**ACTION ITEM:**
Would you please return the line containing "of the horse" and all the lines after it through the end of the records below, unchanged and on their own?

**DATA FOR ANALYSIS:**
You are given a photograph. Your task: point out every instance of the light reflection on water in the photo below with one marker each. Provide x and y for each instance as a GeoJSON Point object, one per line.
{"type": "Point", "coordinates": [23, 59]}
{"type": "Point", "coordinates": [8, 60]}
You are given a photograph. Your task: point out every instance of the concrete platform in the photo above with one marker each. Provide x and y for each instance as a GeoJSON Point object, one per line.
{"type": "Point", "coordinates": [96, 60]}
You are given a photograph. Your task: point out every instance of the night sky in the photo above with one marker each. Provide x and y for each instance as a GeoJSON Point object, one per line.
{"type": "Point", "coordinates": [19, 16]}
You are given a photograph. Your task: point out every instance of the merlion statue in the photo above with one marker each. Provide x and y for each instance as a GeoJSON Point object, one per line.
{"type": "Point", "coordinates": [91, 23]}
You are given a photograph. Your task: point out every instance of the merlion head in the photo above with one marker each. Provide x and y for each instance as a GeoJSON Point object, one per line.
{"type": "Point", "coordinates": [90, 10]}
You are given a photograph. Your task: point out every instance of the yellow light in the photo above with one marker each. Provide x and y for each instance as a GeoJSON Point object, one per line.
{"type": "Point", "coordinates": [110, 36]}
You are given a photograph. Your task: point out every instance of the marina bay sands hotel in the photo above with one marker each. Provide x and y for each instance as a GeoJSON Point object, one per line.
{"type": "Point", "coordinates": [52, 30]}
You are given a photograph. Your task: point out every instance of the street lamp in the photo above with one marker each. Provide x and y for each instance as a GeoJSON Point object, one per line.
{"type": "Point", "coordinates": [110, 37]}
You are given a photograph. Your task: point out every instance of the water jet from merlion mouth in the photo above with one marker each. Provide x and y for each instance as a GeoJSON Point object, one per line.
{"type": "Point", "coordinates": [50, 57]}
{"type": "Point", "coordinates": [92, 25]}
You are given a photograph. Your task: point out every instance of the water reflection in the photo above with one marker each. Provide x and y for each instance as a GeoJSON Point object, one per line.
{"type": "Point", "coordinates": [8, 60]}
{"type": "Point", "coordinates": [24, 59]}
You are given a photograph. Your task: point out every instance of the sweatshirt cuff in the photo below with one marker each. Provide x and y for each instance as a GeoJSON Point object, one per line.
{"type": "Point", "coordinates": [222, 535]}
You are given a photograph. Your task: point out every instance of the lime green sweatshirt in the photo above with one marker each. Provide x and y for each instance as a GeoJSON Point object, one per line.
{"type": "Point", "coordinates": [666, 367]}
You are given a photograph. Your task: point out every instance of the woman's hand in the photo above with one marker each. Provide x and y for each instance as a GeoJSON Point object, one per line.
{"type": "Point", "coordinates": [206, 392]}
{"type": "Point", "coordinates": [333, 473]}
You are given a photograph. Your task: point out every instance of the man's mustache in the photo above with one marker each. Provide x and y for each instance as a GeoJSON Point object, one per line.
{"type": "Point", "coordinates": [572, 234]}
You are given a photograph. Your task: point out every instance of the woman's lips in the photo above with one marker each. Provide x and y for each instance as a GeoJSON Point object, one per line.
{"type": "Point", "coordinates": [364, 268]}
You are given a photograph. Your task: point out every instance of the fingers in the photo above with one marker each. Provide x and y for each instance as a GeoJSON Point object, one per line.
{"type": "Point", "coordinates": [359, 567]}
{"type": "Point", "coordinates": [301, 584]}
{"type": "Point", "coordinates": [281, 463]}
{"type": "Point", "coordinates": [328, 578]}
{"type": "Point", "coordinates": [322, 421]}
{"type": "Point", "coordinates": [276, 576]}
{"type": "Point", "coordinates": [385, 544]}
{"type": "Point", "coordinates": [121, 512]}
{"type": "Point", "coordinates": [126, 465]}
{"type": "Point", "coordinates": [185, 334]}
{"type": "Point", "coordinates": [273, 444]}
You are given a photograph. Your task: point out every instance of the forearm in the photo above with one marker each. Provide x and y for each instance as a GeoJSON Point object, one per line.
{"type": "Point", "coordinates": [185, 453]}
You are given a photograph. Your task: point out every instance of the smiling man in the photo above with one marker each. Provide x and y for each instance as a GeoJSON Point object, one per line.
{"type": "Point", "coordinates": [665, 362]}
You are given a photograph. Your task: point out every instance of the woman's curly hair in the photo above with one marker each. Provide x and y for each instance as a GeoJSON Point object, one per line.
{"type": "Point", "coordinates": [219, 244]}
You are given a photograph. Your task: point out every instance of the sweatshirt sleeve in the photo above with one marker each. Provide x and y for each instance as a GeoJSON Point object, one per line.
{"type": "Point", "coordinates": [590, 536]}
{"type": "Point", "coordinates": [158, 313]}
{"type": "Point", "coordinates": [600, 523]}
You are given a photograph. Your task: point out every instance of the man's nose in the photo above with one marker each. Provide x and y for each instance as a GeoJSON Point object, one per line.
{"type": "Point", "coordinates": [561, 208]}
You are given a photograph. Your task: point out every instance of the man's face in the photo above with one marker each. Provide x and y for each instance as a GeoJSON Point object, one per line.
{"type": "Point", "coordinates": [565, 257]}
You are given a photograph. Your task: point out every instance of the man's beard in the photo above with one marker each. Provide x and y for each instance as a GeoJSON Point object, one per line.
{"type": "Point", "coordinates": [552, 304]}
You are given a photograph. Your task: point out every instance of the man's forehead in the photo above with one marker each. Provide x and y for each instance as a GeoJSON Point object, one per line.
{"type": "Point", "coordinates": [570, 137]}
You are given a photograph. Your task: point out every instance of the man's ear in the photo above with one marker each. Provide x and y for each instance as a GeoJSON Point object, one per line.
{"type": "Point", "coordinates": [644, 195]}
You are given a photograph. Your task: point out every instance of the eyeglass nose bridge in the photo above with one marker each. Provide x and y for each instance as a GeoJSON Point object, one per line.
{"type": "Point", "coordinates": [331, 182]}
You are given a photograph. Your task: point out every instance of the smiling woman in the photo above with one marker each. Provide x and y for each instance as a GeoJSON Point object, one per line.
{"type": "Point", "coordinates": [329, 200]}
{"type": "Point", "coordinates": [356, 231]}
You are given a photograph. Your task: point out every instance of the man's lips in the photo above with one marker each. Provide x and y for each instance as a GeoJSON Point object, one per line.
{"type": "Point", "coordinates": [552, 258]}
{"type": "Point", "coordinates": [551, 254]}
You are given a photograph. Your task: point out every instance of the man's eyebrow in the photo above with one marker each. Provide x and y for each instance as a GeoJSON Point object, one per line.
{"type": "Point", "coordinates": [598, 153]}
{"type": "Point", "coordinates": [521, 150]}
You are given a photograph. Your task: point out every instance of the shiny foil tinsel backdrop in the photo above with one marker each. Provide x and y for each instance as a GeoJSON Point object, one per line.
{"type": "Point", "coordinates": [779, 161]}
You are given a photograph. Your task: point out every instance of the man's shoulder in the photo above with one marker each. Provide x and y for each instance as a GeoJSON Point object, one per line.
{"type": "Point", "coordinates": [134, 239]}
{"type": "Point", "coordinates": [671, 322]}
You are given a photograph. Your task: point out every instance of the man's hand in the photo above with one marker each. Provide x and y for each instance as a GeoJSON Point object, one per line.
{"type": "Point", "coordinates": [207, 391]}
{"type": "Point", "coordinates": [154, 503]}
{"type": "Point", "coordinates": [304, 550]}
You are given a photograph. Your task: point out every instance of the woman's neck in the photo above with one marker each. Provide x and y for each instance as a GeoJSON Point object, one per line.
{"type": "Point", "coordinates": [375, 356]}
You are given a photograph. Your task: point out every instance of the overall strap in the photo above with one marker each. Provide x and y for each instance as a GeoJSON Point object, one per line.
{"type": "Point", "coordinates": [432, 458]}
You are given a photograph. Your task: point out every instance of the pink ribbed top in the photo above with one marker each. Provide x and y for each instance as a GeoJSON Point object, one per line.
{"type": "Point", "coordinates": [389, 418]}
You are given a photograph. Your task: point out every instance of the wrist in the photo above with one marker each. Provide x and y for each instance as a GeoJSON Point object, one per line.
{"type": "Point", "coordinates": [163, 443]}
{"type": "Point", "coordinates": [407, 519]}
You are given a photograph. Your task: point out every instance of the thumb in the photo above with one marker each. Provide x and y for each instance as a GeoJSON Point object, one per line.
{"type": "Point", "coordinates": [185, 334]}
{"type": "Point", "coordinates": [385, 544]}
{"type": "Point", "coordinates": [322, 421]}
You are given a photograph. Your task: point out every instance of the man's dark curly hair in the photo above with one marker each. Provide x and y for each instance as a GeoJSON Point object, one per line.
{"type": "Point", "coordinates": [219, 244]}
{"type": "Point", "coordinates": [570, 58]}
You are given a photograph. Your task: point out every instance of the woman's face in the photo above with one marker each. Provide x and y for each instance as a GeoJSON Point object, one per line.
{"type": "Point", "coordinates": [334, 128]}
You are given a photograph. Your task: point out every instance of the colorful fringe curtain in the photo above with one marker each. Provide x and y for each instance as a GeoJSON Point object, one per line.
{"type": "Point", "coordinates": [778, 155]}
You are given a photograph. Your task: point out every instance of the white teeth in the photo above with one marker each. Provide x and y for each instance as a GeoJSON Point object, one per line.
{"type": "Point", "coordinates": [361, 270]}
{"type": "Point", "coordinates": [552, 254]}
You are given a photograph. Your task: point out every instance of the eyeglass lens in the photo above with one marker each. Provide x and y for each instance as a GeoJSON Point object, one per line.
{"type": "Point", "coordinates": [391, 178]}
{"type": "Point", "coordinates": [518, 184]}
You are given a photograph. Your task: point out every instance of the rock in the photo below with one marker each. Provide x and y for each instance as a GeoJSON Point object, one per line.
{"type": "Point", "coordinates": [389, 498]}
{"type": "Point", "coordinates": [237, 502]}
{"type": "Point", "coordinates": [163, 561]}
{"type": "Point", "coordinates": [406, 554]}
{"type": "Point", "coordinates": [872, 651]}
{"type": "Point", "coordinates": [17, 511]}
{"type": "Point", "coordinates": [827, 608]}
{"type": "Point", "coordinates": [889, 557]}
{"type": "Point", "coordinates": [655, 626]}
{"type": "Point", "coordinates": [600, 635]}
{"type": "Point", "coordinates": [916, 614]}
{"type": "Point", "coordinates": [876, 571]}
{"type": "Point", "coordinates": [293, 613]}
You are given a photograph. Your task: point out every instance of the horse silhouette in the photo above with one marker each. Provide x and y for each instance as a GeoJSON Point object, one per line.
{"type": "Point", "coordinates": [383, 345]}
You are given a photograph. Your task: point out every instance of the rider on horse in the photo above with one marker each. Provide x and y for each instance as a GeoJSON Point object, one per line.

**WRITTEN SOLUTION:**
You are given a photograph. Your task: point out every instance of the horse silhouette in the photo above with one marker each. Provide x and y for each instance as a GeoJSON Point object, one per line.
{"type": "Point", "coordinates": [383, 345]}
You are given a photograph. Your task: point out every instance of the rider on horse in the photo above with one marker each. Provide x and y for each instance as a GeoJSON Point object, one per line.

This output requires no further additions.